_Exercise directions_
Could you output the entries below as a two-column CSV with the header text,answer and one row per entry? Put each entry's text and its answer in their own quoted fields, turn line breaks into spaces, and leave the pictures out.
** BEGIN Data provided **
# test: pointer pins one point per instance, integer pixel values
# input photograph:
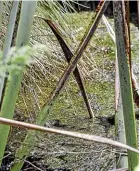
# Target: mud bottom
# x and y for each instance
(32, 163)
** END Data provided **
_Answer for this exercise_
text,answer
"# test: pointer pins one point per instance, integer pixel values # input photograph: # Target: mud bottom # x and y for each instance","(32, 163)"